───── Supplied passage ─────

Just like The Sun of Tabriz and the Prophet of Love became one for 40 days…
And then, as the story goes, the lover and the muse who – in union – becomes the lover and the lover becomes her muse, part.
But not indefinitely.
They become two individual suns again that radiate even stronger than before. They are self-determined, authentic and true to themselves and the other(s). They live their own authentic truth, walking on their own authentic paths.
They part in love and then unite again and again and again…
Although when they unite again they know the intensity will never be like at their first encounter, depth will eventually replace that intensity.
It is no longer that burning intensity of lightning hitting you hard but the deep blaze of the sun that nourishes each other and inspires one another.
Two suns, that are free, authentic for themselves and love and inspire each other.
This is the way I used to love muses before I gave in societal conditioning by marrying but now I eventually might have found another one.
On Saturday the 14th I experience one of the most intense days of my life. And although I have already written two entries, I really feel like it would not honour that experience, if I wouldn’t explicitly share my experiences of that day.
About a week earlier I had arrived in Chania were I met my friend Girogos and one of his friends. We did a road trip through Crete with his old-timer – us three, a dog and a cat.
I mean Giorgos is crazy. And that means something when I say it. Just look at his car and how we traveled.
The trip was wild. He rode his car as if it was a Humvee. And also – amongst other things – we slept in open air next to a chapel, in a Mitato (a shepard’s home in the mountains – and no it was not an Aurbnb, we just occupied it for the night) and on the beach.
After a week we arrived in Ierapetra and on Friday I moved on alone to Chrysi Island as I felt like I needed some time alone and it was obvious that I would go deep (inside) and do another ritual.
I went there with my small backpack, my hammock and knew that I would only be able to make it as long as my powerbank would last.
On Saturday I got up at around 6:30 am. I did some deep breathwork to get me into an altered state of consciousness. I love to explore places like this in an altered state of consciousness.
The wind was blowing hard… really hard. I thought it was the usual climate on this island. The whole scenery was kinda surreal. I mean, the wind was so strong that it would constantly blow sand into my face but i was kinda feeling like a natural pealing – I could even lean back into the wind and let go without falling down – combined with the tiny shells that is basically the sand, the abandoned buildings and vehicles (motorbikes and quads with no engine inside any longer) and bones of animals lying around.
I wasn’t sure, if I was hanging out in reality or a type of Mad-Max scenery or on Mars.

─────

▶ **Written instruction 1**
In the Crete passage, where did the writer go alone on Friday?
▶ **Written instruction 2**
Write out the Crete passage from "I mean Giorgos" to "powerbank would last.", substituting "sleeping bag" for "hammock".
The material that follows has no connection to the Crete passage.

───── Entries provided ─────

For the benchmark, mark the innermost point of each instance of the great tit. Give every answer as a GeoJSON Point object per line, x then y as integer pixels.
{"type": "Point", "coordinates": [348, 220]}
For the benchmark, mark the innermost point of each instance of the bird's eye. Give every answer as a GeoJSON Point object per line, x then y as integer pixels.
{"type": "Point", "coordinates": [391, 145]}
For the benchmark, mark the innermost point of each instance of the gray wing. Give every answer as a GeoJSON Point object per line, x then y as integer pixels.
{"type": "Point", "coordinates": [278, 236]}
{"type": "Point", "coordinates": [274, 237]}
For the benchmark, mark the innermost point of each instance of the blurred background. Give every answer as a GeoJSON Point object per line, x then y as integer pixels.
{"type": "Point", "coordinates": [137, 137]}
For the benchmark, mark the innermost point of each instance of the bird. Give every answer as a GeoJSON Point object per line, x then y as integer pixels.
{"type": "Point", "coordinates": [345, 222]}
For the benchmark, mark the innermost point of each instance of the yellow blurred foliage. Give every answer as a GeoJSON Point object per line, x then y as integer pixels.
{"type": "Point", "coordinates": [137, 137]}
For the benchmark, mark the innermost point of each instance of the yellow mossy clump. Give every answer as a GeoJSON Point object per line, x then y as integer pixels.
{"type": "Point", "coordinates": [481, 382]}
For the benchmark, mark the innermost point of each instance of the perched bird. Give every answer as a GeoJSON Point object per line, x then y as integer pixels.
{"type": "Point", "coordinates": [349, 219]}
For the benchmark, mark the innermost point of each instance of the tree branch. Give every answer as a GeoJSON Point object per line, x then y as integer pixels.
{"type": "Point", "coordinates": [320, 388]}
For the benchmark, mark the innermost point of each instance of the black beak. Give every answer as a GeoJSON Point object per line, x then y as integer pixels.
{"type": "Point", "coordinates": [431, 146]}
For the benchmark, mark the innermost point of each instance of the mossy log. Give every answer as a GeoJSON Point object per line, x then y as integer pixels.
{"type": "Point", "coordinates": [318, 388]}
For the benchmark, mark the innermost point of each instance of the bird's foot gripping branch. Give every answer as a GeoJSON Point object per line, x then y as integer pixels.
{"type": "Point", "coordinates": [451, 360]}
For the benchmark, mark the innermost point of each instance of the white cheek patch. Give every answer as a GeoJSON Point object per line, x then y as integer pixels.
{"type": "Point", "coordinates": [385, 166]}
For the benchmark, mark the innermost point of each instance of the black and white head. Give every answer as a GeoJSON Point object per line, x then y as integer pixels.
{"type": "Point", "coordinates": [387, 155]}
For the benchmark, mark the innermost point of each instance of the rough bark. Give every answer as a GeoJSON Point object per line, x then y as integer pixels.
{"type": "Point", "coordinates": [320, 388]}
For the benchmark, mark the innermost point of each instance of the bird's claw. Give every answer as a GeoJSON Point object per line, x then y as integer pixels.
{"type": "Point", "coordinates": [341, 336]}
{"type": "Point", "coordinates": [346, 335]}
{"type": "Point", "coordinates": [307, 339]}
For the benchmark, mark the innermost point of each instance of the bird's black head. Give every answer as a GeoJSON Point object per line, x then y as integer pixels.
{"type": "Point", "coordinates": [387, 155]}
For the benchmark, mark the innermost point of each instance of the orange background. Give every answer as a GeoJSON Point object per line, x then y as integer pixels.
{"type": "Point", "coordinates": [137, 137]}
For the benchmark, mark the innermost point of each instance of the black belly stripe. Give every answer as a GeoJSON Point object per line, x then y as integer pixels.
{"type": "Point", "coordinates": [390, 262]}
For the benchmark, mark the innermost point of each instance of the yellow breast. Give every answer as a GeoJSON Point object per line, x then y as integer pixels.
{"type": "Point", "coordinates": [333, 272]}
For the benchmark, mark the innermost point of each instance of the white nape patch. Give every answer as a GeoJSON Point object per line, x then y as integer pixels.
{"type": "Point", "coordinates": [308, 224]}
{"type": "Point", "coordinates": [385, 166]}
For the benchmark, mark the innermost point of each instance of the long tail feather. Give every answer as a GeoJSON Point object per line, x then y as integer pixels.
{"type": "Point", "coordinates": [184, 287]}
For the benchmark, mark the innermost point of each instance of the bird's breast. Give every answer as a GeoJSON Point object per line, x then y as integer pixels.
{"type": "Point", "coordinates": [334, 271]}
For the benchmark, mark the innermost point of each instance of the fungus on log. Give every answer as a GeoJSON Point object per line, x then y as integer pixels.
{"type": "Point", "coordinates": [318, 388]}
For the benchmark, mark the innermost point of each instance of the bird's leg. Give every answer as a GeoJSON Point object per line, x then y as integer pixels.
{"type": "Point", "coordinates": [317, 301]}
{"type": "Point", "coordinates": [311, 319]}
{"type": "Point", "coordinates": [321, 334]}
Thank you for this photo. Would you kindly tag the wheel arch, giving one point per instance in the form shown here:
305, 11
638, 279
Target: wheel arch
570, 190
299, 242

─────

▶ **Complete output 1**
Chrysi Island.

▶ **Complete output 2**
I mean Giorgos is crazy. And that means something when I say it. Just look at his car and how we traveled.
The trip was wild. He rode his car as if it was a Humvee. And also – amongst other things – we slept in open air next to a chapel, in a Mitato (a shepard’s home in the mountains – and no it was not an Aurbnb, we just occupied it for the night) and on the beach.
After a week we arrived in Ierapetra and on Friday I moved on alone to Chrysi Island as I felt like I needed some time alone and it was obvious that I would go deep (inside) and do another ritual.
I went there with my small backpack, my sleeping bag and knew that I would only be able to make it as long as my powerbank would last.